> [WHAT THE EXERCISE ASKS]
Print the data exactly, leaving nothing out.

[Start INPUT ROWS]

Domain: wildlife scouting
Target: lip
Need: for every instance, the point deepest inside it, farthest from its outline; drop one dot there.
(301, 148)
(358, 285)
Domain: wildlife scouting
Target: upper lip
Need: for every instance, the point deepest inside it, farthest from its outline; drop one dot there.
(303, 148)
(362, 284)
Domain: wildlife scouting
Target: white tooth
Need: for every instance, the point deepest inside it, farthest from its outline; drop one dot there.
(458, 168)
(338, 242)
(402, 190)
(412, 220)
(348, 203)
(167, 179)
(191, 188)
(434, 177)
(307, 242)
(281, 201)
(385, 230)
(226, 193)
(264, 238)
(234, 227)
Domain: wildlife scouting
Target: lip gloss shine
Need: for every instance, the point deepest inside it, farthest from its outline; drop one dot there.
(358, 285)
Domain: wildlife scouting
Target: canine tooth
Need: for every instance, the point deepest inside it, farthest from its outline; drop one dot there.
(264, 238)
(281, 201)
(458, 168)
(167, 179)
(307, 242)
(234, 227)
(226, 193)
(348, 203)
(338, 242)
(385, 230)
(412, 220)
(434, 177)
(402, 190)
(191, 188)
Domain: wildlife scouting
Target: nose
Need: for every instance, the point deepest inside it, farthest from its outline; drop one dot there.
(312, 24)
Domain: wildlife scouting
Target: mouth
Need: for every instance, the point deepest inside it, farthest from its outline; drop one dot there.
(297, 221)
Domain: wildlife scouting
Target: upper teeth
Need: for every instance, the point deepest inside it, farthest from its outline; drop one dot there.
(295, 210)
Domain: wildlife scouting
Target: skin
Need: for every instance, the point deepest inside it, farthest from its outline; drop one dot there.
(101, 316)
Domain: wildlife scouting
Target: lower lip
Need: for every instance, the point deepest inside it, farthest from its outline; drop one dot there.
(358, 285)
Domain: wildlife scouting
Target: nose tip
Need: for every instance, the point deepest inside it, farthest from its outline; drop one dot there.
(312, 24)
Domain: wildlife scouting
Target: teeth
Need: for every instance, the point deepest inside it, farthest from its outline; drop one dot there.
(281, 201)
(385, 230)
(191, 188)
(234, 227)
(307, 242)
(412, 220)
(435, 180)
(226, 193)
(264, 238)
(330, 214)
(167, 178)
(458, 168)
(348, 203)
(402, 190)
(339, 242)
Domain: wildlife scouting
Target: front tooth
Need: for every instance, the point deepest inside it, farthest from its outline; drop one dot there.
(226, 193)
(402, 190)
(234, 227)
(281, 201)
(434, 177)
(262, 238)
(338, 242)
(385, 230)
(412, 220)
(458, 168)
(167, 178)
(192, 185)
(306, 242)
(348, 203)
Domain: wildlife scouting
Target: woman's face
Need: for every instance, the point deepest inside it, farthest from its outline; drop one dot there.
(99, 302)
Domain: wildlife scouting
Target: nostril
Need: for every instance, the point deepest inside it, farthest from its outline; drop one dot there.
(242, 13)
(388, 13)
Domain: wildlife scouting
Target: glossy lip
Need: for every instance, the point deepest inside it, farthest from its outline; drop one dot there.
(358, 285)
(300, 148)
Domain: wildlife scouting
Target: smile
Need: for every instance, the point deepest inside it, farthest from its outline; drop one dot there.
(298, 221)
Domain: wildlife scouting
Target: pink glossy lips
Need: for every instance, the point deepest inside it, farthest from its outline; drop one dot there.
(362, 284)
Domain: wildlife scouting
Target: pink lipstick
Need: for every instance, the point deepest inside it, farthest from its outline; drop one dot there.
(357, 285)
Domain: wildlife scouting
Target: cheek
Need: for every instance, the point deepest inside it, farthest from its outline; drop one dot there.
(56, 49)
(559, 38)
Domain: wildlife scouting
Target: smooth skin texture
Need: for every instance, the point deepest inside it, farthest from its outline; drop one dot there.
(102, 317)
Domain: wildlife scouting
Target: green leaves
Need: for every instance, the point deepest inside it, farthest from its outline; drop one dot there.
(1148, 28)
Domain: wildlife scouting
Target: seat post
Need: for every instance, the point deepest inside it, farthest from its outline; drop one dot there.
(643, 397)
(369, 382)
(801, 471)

[End INPUT ROWS]

> [EXERCISE RESULT]
Domain: wildlife scouting
Target: lip
Need: for every instance, the point deepest inside it, farthest from its outline; drop one dot there.
(301, 148)
(358, 285)
Domain: wildlife scouting
Target: upper lip
Need: for every instance, the point deepest inside it, farthest from its outline; drop one dot there.
(303, 148)
(362, 284)
Domain: wildlife scouting
Target: white tooth
Need: for every instance, the point deepest inside it, farthest from its outline; drop one dot there.
(458, 168)
(338, 242)
(402, 190)
(412, 220)
(348, 203)
(167, 179)
(191, 188)
(434, 177)
(307, 242)
(281, 201)
(385, 230)
(226, 193)
(264, 238)
(234, 227)
Domain: wildlife scouting
Target: lip gloss shine
Need: for every instance, the point deepest inside it, farthest from its outline; drop one dot there.
(358, 285)
Domain: wildlife scouting
Target: canine tooth
Need: for every instance, the point deepest inside it, farthest from its outline; drop one dot there.
(264, 238)
(281, 201)
(458, 168)
(167, 179)
(307, 242)
(234, 227)
(226, 193)
(348, 203)
(338, 242)
(385, 230)
(412, 220)
(434, 177)
(402, 190)
(191, 188)
Domain: wildlife scouting
Target: nose
Need: for every instance, the point deepest inside it, farthest from its outline; drop one dot there.
(312, 24)
Domain: wildlife scouting
Target: mouth
Need: for every instance, the point deepest inside it, farthest from its outline; drop one dot there.
(297, 221)
Domain: wildlife scouting
Target: upper teeth
Need: for every instance, the point deepest inside it, farthest from its outline; drop one dot there.
(295, 210)
Domain: wildlife scouting
Target: skin
Need: for every instance, the point deepest inside it, farthest from its outline; drop one dot there.
(101, 316)
Domain: wildlife scouting
Target: lower lip
Need: for every instance, the point deepest inside it, farthest from its outline; drop one dot there.
(358, 285)
Domain: wildlife scouting
Target: nose tip
Need: for every instance, the point deepest inside it, farthest from its outline; drop one dot there.
(312, 24)
Domain: wildlife scouting
Target: teeth
Need: for every instance, the point deepest inside it, farthest from its outline; drop one dot there.
(281, 201)
(385, 230)
(191, 188)
(234, 227)
(307, 242)
(412, 220)
(435, 180)
(226, 193)
(264, 238)
(330, 214)
(167, 178)
(458, 168)
(348, 203)
(402, 190)
(339, 242)
Domain: wildlife scouting
Target: front tooth
Need: for every instance, the point deepest inside it, farthest from its outline; drop one dot there.
(226, 193)
(402, 190)
(234, 227)
(281, 201)
(434, 177)
(262, 238)
(338, 242)
(385, 230)
(412, 220)
(458, 168)
(167, 178)
(192, 185)
(306, 242)
(348, 203)
Domain: wildlife scouting
Target: woman's face
Need: for every instance, the point deepest inside it, farthest from its outline; drop one dot there.
(99, 302)
Domain: wildlife scouting
Target: nostril
Need: for every instance, the point deepest inside it, farthest from its outline; drop one dot there.
(242, 13)
(388, 13)
Domain: wildlife scouting
Target: glossy lip
Need: for every instance, the point deepest inside it, farthest from its outline; drop one dot there.
(358, 285)
(300, 148)
Domain: wildlife scouting
Target: smile
Need: for every instance, the point deepest inside it, farthest from its outline; drop one dot there.
(298, 221)
Domain: wildlife scouting
Target: pink glossy lips
Need: for every instance, the point deepest inside it, farthest from its outline; drop one dot there.
(362, 284)
Domain: wildlife scouting
Target: pink lipstick
Need: for every instance, the point deepest inside it, farthest from its outline; drop one dot there.
(357, 285)
Domain: wildlife scouting
Target: cheek
Need: for every instance, the point deepest inside it, farthest from its outline; drop one dot there.
(56, 49)
(559, 38)
Domain: wildlife scouting
Target: smooth skin texture
Need: for every instance, the point deepest inside it, farthest from its outline; drop one dot there.
(102, 317)
Domain: wildlife scouting
Target: green leaves
Need: for every instance, the point deepest inside it, farthest from its outline; drop one dot there.
(1148, 28)
Domain: wildlife scouting
Target: seat post
Need: for every instance, the point deepest inside it, farthest from its outline; drop one dot there.
(643, 397)
(369, 382)
(801, 471)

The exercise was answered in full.